§ Your instructions:
Extract each line of the items below that contains the word "dark".

§ Point placement records:
+===+
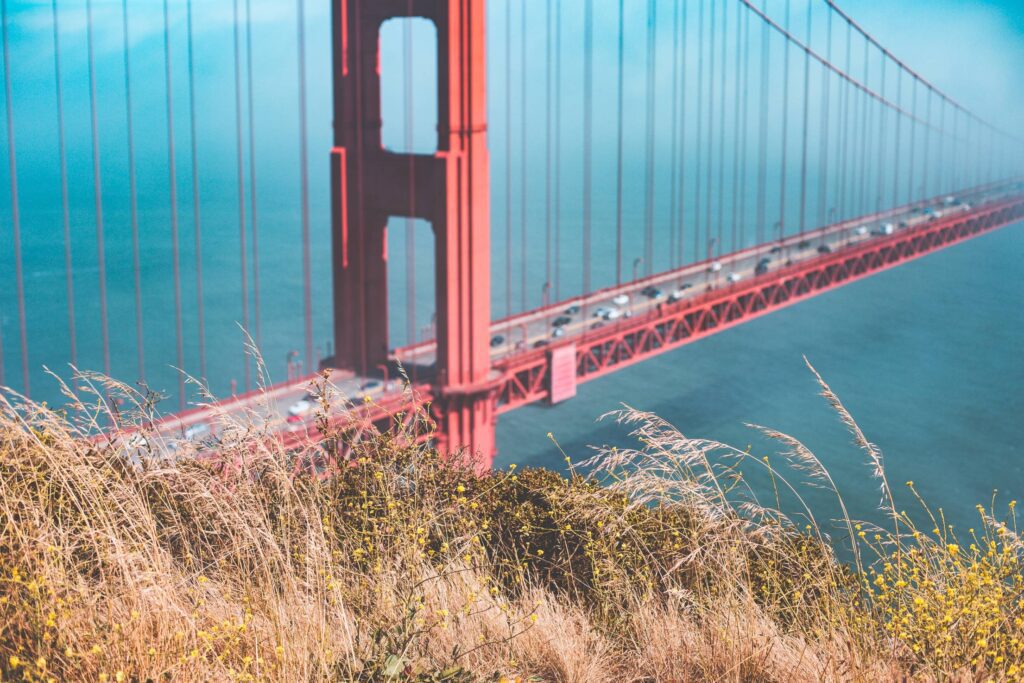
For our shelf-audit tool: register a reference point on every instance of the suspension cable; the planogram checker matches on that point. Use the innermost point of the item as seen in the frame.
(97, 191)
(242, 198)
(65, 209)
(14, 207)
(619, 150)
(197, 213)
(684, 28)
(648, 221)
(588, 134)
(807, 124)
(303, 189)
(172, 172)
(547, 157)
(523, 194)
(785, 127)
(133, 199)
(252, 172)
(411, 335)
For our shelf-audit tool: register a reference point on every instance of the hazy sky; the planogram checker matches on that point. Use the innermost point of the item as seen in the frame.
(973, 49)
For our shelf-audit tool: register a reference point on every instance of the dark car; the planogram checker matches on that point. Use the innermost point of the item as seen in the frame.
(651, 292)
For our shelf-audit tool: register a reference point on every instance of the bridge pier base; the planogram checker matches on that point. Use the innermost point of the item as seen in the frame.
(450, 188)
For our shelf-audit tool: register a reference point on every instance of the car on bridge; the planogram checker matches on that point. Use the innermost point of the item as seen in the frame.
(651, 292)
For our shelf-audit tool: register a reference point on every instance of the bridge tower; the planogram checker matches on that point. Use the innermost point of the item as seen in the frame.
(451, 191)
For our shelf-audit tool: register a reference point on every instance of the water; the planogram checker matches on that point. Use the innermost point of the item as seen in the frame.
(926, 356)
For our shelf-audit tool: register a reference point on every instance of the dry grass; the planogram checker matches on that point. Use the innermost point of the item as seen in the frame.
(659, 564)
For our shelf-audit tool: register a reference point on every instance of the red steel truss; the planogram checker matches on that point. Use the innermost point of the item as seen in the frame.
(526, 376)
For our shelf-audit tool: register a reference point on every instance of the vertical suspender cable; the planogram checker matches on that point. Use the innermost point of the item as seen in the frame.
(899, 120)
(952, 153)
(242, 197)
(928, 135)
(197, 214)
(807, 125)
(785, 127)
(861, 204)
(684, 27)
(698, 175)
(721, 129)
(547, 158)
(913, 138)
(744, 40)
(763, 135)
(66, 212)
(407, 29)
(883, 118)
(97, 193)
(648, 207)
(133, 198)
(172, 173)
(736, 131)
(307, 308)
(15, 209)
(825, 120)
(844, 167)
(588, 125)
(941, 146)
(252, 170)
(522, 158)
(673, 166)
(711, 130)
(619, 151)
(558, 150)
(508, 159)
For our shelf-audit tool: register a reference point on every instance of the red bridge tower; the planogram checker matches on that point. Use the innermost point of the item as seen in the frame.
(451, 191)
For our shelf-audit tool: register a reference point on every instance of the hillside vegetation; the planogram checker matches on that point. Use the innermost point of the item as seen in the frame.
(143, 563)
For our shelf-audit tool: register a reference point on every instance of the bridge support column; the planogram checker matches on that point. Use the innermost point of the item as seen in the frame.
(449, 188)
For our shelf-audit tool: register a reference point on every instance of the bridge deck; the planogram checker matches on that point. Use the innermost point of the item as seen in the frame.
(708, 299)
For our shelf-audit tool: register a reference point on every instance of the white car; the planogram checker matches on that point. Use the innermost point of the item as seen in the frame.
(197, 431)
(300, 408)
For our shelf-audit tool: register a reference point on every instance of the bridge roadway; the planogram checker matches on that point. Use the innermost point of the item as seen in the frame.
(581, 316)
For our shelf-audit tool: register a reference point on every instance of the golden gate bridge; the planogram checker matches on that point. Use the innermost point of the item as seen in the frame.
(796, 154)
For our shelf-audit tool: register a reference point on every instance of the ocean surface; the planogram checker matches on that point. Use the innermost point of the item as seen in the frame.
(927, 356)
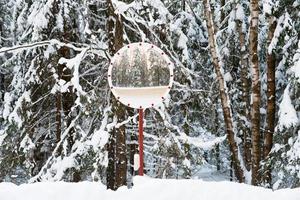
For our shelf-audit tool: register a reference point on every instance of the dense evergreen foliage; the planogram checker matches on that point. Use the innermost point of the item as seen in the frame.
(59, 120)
+===+
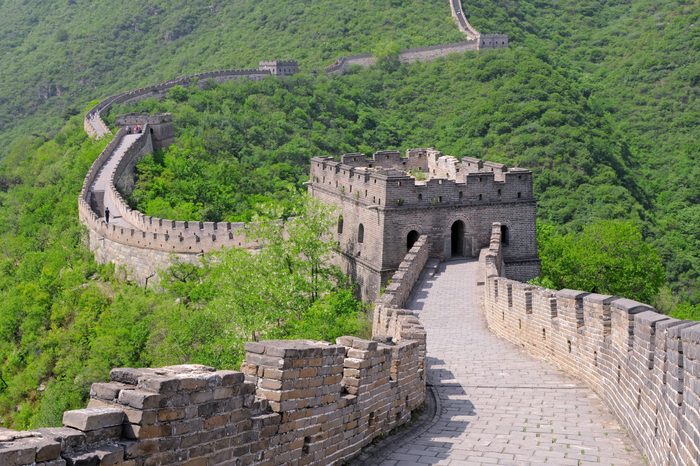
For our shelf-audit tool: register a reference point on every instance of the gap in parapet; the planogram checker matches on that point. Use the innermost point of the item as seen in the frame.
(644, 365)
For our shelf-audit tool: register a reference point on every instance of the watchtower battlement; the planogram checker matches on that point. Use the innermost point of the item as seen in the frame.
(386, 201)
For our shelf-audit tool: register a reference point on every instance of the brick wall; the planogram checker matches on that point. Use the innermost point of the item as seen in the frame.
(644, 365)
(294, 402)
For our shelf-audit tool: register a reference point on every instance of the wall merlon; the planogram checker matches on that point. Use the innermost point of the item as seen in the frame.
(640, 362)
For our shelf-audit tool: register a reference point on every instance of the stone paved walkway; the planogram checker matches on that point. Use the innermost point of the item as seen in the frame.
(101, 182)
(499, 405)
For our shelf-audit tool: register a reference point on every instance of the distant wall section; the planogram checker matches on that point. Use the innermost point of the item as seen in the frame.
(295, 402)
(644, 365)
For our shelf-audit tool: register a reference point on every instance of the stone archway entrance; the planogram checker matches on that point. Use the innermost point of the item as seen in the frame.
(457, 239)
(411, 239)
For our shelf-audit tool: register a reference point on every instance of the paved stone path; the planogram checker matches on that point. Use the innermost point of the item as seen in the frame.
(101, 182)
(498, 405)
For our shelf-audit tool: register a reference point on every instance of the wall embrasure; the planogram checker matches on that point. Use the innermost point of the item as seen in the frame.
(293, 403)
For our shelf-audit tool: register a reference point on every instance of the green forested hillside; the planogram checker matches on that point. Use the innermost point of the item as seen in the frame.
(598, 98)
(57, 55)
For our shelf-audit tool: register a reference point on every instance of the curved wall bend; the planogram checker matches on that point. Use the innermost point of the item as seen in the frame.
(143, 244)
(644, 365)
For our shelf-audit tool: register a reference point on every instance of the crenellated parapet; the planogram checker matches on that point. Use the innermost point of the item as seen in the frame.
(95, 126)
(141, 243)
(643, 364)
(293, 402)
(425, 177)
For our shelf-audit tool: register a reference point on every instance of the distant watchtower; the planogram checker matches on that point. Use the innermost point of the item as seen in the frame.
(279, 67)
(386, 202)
+===+
§ Completed task:
For our shelf-audit tool: register a reference point on every instance of the dark car; the planogram checker matches on that point. Use the innermost point of the item as seen in the frame.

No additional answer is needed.